# Exercise goal
Write out the listing below from the line containing "Where can the japanese" to its last line, unaltered, ends included.

# Task input
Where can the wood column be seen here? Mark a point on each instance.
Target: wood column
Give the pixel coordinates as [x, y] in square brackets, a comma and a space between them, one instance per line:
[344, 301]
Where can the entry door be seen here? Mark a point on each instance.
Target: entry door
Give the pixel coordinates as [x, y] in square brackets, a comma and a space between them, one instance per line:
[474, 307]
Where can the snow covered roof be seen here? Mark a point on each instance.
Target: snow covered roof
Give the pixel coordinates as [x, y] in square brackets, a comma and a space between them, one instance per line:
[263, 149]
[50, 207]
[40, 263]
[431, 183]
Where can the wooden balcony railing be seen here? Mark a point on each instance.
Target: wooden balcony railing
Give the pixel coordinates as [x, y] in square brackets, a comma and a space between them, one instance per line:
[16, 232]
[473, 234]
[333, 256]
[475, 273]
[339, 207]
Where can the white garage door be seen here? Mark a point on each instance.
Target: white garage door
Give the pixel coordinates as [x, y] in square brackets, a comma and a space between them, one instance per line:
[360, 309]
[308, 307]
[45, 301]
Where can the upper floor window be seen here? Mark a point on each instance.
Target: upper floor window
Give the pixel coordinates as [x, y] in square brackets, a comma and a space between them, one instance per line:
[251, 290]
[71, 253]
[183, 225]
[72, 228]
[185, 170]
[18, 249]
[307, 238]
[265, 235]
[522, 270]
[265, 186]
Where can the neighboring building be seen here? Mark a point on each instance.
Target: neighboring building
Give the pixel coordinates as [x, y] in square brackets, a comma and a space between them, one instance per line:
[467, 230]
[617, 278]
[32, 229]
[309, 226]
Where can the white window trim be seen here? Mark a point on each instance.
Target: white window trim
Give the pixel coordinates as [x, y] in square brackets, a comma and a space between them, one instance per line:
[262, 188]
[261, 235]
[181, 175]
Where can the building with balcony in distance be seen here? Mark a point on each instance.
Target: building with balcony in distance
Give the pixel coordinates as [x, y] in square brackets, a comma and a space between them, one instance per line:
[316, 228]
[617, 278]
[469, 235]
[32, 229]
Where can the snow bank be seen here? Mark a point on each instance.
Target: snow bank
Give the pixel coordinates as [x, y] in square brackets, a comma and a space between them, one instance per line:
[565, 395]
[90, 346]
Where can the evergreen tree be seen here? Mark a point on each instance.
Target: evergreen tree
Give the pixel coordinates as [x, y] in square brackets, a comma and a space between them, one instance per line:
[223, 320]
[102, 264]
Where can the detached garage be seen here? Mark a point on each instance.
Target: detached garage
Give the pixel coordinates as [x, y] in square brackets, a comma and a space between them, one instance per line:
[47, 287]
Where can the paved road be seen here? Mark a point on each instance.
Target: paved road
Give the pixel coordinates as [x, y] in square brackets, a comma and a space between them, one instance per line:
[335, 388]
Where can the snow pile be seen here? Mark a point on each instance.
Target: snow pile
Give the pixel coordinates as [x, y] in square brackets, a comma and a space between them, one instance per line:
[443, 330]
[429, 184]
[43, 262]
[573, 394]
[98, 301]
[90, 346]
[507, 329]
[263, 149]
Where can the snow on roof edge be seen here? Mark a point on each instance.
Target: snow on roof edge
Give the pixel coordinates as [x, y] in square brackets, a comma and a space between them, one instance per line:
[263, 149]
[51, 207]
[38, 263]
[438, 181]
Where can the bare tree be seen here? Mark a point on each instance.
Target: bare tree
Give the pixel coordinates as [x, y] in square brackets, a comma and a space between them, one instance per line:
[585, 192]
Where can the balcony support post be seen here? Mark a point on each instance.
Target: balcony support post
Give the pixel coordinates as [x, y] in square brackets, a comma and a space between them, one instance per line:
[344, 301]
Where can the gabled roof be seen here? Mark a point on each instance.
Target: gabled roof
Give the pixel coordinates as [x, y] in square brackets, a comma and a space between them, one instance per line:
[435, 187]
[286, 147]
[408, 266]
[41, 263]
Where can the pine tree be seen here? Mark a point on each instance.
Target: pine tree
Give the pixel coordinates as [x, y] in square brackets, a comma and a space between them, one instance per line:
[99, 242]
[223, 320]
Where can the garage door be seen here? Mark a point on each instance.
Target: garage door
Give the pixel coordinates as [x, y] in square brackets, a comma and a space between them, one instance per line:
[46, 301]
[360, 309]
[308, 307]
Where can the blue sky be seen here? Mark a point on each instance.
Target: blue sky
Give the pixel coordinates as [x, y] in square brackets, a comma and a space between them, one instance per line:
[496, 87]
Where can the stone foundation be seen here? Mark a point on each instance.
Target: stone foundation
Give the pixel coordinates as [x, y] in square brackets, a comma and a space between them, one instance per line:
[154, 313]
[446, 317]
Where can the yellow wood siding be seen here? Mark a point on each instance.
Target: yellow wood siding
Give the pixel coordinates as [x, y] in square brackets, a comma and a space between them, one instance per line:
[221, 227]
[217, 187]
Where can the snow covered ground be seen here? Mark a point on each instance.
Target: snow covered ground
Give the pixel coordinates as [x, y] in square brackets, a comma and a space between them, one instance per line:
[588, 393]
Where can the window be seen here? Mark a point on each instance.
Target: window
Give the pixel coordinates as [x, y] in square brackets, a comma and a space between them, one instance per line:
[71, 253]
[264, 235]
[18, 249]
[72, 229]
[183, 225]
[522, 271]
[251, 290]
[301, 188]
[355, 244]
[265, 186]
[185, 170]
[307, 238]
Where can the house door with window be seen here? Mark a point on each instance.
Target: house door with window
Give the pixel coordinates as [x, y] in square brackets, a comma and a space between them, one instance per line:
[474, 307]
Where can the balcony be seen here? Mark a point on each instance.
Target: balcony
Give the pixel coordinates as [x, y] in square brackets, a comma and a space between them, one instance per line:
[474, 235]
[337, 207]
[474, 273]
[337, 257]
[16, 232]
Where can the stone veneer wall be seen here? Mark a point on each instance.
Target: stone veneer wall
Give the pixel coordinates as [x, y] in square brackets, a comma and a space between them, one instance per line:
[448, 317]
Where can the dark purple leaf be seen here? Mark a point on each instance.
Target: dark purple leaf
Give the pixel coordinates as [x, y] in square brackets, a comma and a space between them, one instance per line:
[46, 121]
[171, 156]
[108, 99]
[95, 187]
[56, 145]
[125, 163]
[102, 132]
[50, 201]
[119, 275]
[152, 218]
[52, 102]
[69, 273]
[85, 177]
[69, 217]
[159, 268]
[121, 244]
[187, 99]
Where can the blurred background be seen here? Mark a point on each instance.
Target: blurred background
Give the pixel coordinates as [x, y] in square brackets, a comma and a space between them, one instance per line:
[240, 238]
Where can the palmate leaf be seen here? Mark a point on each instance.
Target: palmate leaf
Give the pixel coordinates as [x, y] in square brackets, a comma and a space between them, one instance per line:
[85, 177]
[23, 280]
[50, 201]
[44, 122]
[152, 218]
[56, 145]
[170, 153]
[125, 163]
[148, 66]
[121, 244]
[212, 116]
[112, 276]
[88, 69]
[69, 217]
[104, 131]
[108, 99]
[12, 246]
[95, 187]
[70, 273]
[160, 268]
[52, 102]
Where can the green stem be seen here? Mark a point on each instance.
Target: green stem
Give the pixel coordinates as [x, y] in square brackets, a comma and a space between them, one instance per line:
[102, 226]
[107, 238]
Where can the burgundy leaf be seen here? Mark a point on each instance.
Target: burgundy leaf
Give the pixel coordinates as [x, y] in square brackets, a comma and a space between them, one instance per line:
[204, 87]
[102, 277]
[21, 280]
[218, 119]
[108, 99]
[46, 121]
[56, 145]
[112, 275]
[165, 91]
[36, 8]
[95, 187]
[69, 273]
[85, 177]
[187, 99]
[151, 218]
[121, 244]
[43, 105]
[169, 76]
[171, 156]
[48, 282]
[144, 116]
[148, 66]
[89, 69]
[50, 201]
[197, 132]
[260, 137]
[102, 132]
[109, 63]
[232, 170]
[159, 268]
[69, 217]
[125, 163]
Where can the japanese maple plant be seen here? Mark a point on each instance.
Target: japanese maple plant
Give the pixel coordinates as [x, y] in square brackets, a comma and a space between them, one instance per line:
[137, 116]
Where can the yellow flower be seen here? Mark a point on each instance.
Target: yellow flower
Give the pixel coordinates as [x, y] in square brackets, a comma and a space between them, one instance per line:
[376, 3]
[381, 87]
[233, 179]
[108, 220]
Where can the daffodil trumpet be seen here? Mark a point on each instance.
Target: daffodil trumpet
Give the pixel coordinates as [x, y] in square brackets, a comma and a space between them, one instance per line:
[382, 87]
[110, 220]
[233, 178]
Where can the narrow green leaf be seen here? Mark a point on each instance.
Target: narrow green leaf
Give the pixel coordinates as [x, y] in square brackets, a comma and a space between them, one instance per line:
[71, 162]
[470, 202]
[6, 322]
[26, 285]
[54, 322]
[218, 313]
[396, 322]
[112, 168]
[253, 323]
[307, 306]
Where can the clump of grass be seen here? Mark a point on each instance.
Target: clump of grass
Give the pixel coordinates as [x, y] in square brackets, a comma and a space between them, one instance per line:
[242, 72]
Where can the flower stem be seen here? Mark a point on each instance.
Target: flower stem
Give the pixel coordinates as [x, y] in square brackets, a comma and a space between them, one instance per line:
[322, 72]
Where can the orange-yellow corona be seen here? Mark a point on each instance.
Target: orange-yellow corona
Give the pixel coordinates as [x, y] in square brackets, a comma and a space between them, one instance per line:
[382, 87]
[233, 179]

# In response
Where can the japanese maple plant be seen here? Mark a point on each instance.
Target: japanese maple plant
Give the pixel coordinates as [x, y] in square brackets, a comma and a space between them, one instance per line:
[137, 116]
Where can the yellow flower be seen here? Mark a point on each instance.
Target: yellow flower
Give the pixel coordinates as [x, y] in square brackets, a comma and a space between them, one instance per line:
[376, 3]
[381, 87]
[233, 179]
[108, 220]
Where can the daffodil trumpet be seen here? Mark a point on each instance.
Target: daffodil trumpet
Give the pixel coordinates as [x, y] in square brackets, a comma and a space between them, one instance per line:
[382, 87]
[110, 220]
[233, 178]
Where can the narrow green leaf be seen here? Mark a point on each instance.
Target: narrow green leaf
Give the pixel coordinates as [x, y] in square brackets, a comma and a space between them, one instance per line:
[71, 162]
[470, 202]
[6, 322]
[26, 285]
[54, 322]
[218, 313]
[396, 322]
[112, 168]
[253, 323]
[307, 306]
Where can the clump of grass be seen here? Mark a point on each instance.
Target: clump of grass
Give the pixel coordinates as [x, y] in square brackets, a comma and a space between them, one instance per line:
[242, 72]
Where can the flower stem be seen here? Mark a point on each instance.
Target: flower stem
Give the pixel coordinates as [x, y] in square brackets, a comma and a space between them, one instance per line:
[322, 72]
Where can the orange-yellow corona be seen here? Mark a point on each instance.
Target: orange-yellow corona
Give the pixel coordinates as [x, y] in square brackets, a comma and a space between them, one instance per line:
[382, 87]
[233, 179]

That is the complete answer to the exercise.